■ SELECTED EXCERPT:
- - - - - - -

The Stake Mission President was in the Ward and held an investigators fireside at his home every Sunday evening. He had developed a 12 lesson cycle for investigators and new members to be involved in. You could come in anytime and never be behind. There was no starting point, no ending point. It was a pretty effective tool. He wrote it all up and submitted it to the Presiding Bishopric, suggesting that they think of coming up with something like that for the whole Church. Don’t really know if it had anything to do with his proposal, but a couple of years later the Church came out with the new member lessons. The original new member lessons were twelve in number.


Shortly after my arrival in Yonkers there was a blizzard of major proportions. It literally shut New York down for the day. It was also transfer day, but we had been told the day before that we had no new Missionaries coming to our area. A new bunch of Missionaries had arrived and normally would have headed out to their areas of assignment later that day. Our Zone had no transfers, and since we couldn’t do any Missionary work we decided we would go see a movie. We wanted to see “Is Paris Burning”. (We rationalized that it was appropriate because it was about a true event and contained actual news real footage.) In the end, though, only Elder Frear, Elder Riding (DL) and I wanted to go. A phone call told us the theater was open and the start time of the movie. The DL’s junior companion, Elder Webb, didn’t want to go. The other Elders in the district were going over to the Church to play basketball, and he wanted to do that. So the other Elders were going to stop by and pick him up. We waited and waited, but they never came. We finally got a hold of them and they were going to come and pick up Elder Webb, but they had been delayed because they had to dig their car out of the snow before they could go to do their laundry. If we were going to make the start of the movie, we needed to go. So we coordinated with the other Elders to be sure to pick up Elder Webb; and then left Elder Webb at our apartment, waiting for his ride, and went to the movie. When we returned later in the afternoon, Elder Webb was at the apartment waiting for us. What he told us made our blood chill. Right after we left, the Mission President called. He asked for Elder Frear. When Elder Webb told him he wasn’t there, he asked for Elder Pritchard. Not here. Elder Riding. Not here either. Then who is with you Elder? Elder Webb then told the story of our going to the movie. The President praised Elder Webb for upholding his principles and not going to the movie. Then Elder Webb told him he was waiting for the other Elders to go play basket ball. The Mission President had wanted us to come into the Mission Home and pick up some of the new Elders to put them up for the night.

- - - - - - -

■ TASK ITEM A:
Reproduce the part of the missionary account starting with "The Stake Mission" and going on through "twelve in number.", word for word.
■ TASK ITEM B:
Continue the missionary account from the point where it stops.

■ SUPPLIED MATERIAL:
- - - - - - -

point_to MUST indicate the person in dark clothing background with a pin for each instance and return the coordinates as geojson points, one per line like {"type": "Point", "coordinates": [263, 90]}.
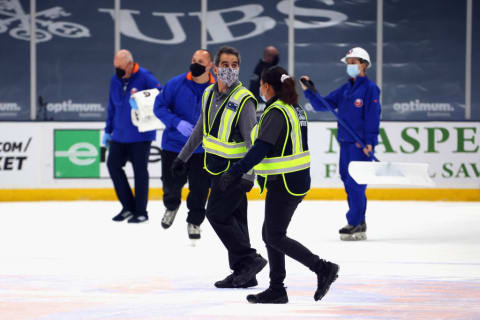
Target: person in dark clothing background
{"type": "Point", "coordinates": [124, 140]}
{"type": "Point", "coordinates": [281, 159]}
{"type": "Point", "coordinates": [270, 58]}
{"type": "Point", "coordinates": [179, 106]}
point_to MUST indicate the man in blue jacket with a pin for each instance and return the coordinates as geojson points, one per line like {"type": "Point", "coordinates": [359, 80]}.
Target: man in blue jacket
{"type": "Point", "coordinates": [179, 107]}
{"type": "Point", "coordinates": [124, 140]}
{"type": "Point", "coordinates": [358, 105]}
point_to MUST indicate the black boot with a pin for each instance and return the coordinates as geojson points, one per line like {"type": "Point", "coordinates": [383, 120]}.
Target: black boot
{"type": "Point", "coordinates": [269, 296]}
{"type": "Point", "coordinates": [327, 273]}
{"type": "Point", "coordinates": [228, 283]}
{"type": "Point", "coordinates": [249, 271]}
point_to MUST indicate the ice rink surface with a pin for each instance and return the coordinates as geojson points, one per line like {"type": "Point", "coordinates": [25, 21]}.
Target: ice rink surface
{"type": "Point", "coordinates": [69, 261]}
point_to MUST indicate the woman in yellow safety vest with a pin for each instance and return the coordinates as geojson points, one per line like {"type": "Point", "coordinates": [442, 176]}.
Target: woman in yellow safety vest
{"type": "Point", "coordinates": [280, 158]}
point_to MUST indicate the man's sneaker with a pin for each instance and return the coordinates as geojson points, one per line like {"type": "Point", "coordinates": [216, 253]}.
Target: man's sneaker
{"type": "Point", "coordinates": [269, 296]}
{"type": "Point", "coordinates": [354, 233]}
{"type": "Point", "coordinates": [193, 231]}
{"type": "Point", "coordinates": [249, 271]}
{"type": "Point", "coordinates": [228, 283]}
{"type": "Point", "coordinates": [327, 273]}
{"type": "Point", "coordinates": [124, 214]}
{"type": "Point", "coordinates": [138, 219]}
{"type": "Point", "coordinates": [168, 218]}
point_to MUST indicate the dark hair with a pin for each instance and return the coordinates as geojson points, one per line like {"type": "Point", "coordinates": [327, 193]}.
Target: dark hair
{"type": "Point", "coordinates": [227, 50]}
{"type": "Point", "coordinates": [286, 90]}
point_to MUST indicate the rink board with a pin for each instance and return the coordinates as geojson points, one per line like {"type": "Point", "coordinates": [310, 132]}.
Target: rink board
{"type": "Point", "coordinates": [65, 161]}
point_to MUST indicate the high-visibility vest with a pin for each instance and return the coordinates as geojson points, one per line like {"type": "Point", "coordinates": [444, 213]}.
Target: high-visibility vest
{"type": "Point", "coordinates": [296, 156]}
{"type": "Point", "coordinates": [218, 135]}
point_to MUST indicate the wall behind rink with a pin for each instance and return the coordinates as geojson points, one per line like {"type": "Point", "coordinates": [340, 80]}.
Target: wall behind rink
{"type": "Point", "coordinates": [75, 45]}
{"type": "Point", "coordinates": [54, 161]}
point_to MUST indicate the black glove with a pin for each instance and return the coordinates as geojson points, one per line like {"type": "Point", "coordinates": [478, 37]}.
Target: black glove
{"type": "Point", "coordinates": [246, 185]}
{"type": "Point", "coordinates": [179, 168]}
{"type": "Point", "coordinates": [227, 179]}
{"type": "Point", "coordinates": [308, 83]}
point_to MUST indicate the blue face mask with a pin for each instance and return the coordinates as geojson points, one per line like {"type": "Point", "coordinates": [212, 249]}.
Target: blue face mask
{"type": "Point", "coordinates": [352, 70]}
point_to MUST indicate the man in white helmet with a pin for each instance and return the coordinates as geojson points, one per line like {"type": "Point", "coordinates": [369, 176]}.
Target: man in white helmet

- - - - - - -

■ ANSWER A:
The Stake Mission President was in the Ward and held an investigators fireside at his home every Sunday evening. He had developed a 12 lesson cycle for investigators and new members to be involved in. You could come in anytime and never be behind. There was no starting point, no ending point. It was a pretty effective tool. He wrote it all up and submitted it to the Presiding Bishopric, suggesting that they think of coming up with something like that for the whole Church. Don’t really know if it had anything to do with his proposal, but a couple of years later the Church came out with the new member lessons. The original new member lessons were twelve in number.

■ ANSWER B:
The next day was transfer day and we ended up having to go into the Mission Home and face the music. We got there expecting the worse, but nothing was ever said to us. As it turned out, other Elders had committed a greater infraction of the rules. These Elders, including a former AP, decided to tour the mission and visit members they knew, before they headed home. All were short timers. These Elders were in Connecticut and had left the previous Sunday right after Church. One of the Junior Companions refused to go, so they left him alone, with instructions not to answer the phone. When the phone rang he answered it. It was President Eldridge. He had called to inform the ZL that transfers had been postponed and not to come into the City. The lone Elder spilled his soul to the President. The traveling elders made it to the Mission Home, braving the elements of the blizzard. The former AP told me that when they entered the Mission Home that the staff avoided eye contact with the Elders. He then turned to his fellow travelers and announced, “Brethren, we’ve been found out”. All the missionaries were transferred to New Jersey.

By the time we made it into the Mission Home, our infractions must have seemed minor to what the President was dealing with the preceding day, plus trying to get all these new Missionaries out to the field. I figured I would never be a DL, but time heals all wounds and I was later called to be a District Leader.